WORK REQUIRED -
Retype the listing below exactly, from the line that contains "Target | row of yellow umbrella" through the line that contains "x=955 y=278", with both of those lines included and nothing else.

DATASET ENTRIES -
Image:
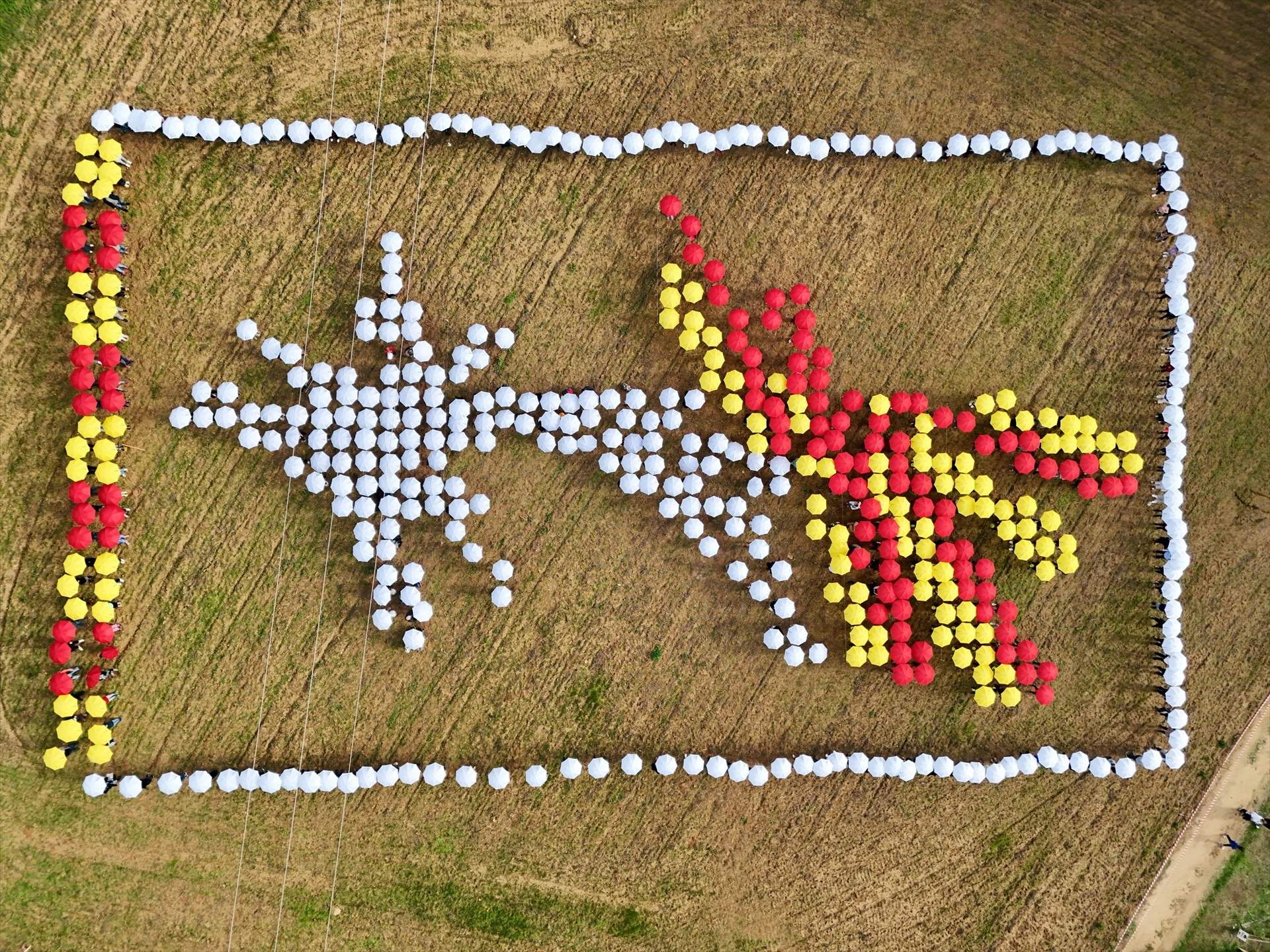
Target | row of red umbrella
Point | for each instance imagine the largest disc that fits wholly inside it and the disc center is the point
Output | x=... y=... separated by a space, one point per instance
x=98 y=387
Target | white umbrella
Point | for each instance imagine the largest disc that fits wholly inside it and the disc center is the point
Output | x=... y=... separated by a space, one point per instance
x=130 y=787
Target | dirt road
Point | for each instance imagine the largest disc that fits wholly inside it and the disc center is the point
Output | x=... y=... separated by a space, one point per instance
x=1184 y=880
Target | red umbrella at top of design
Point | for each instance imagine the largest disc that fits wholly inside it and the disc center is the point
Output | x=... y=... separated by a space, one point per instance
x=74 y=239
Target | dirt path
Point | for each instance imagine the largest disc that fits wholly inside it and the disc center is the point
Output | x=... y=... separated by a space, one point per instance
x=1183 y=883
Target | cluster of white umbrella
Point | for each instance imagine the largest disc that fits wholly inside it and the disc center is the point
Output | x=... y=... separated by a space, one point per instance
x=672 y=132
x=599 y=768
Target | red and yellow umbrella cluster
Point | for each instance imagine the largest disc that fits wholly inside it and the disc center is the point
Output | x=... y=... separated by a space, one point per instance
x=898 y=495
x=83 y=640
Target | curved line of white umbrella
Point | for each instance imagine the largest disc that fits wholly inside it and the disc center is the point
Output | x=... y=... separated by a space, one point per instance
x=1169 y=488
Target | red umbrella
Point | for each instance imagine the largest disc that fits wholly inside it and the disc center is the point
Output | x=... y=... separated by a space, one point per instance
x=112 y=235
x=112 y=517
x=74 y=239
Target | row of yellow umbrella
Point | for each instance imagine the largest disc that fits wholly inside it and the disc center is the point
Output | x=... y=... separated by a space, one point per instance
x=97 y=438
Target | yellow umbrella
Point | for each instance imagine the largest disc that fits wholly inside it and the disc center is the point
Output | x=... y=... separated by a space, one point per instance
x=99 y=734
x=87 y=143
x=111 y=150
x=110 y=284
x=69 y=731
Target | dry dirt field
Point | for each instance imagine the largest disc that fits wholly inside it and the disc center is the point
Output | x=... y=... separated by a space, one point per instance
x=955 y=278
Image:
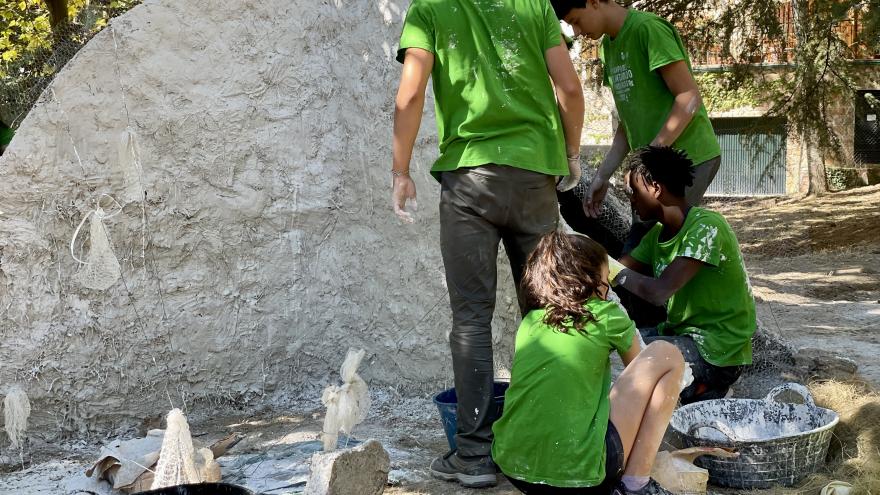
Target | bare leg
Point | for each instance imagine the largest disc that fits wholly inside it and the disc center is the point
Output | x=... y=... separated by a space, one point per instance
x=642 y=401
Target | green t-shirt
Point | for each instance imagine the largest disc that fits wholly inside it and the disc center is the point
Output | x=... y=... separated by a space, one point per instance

WRITTEN SOLUTION -
Target | row of yellow umbrella
Point | for each instance imagine the largest disc that fits wholly inside it and the disc center is the point
Output | x=... y=... separated by a space, one point per instance
x=97 y=438
Target | yellow umbrella
Point | for each instance imagine the largest disc that fits wholly inside it and the disc center is the point
Output | x=... y=... separated by a space, one point per instance
x=99 y=734
x=87 y=143
x=111 y=150
x=110 y=284
x=69 y=731
Target | dry dirt field
Point | for each instance imagine the largest disc that fits wholly inside it and the disc center is the point
Output | x=... y=... separated by a space, one point per instance
x=955 y=278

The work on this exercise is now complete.